A plague of rats could spread killer diseases, the Bermuda Hospitals Board chief of medicine warned yesterday.
Michael Ashton said rats could transmit serious diseases to humans — and that some could be fatal.
Dr Ashton explained: “Rats are known vectors for many bacteria and viruses.
“In Bermuda, we would be most concerned about bacteria such as salmonella — which can be transmitted through faecal contamination of food or water then consumed by humans.
“Salmonella can cause severe gastrointestinal and systemic infections in humans.”
Dr Ashton added: “Another pathogen of potential concern is leptospirosis, which is a bacteria transmitted through urine.
“Rodents can be reservoirs of leptospirosis and transmit the pathogen to other animals and humans by urinary contamination of food or water.
“Spread of the disease can be a particular problem in warmer climates. Human cases can be fatal and difficult to diagnose.”
Dr Ashton said leptospirosis had been found in animals in Bermuda, but that no human case had been diagnosed.
He added: “It is important for the public to understand that an increased rat population poses a risk to humans and other animals due to their potential to harbour and transmit infectious diseases.”
Dr Ashton was speaking after residents across the island reported an increased number of rats in their areas.
He said: “Prevention through public education and systems management is paramount with infectious diseases.
“Any potential rise in the rat population has implications not only for animal and human health, but also for our economy due to its dependence on a healthy and clean environment.”
Richard Walker-Talbot, from Sandys, said rat numbers had “absolutely” increased since trash collection was reduced to once a week.
He added: “Once a week is just not enough for the pick-up and it’s obviously just giving foods to the rats.”
But he said: “People aren’t going to conform. They’re going to put their trash out before pick up days”.
Mr Walker-Talbot said that he spotted “at least two rats daily” in his neighbourhood.
He added: “I have young children so it doesn’t make me feel comfortable to see rats running around the playground.”

★ ★ ★ ★ ★

** Tasks and exercises **
**1)** In the article about rats in Bermuda, how often is trash collected according to Richard Walker-Talbot?
**2)** From the article about rats in Bermuda, output the passage starting at "A plague of" and ending at "could be fatal.".
The material that comes after this article has no connection to it.

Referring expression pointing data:
★ ★ ★ ★ ★

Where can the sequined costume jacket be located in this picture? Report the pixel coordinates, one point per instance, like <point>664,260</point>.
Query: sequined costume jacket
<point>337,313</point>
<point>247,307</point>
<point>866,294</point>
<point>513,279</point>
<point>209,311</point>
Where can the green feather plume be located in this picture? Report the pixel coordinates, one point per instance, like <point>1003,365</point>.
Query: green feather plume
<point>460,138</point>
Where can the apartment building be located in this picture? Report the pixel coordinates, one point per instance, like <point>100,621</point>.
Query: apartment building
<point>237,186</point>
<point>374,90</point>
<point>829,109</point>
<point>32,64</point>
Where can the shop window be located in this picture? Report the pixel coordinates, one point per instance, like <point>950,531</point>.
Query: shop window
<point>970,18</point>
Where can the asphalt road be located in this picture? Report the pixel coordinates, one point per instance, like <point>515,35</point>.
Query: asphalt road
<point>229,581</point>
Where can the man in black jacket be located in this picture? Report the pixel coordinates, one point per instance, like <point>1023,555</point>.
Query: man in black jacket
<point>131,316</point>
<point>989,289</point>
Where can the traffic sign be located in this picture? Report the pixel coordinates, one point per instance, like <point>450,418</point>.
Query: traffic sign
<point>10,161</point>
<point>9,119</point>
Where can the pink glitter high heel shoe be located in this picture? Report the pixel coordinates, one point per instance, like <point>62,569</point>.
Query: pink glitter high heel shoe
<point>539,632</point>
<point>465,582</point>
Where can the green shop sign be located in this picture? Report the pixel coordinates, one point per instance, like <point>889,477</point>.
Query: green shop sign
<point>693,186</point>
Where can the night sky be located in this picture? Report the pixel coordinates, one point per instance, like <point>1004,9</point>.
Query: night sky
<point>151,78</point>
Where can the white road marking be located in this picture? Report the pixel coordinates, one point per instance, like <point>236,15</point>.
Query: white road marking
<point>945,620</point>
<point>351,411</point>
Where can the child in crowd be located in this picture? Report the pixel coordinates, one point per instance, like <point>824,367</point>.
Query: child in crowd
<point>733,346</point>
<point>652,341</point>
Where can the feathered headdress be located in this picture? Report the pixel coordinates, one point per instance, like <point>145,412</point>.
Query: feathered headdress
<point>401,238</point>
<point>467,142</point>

★ ★ ★ ★ ★

** Answers for the tasks **
**1)** Once a week.

**2)**
A plague of rats could spread killer diseases, the Bermuda Hospitals Board chief of medicine warned yesterday.
Michael Ashton said rats could transmit serious diseases to humans — and that some could be fatal.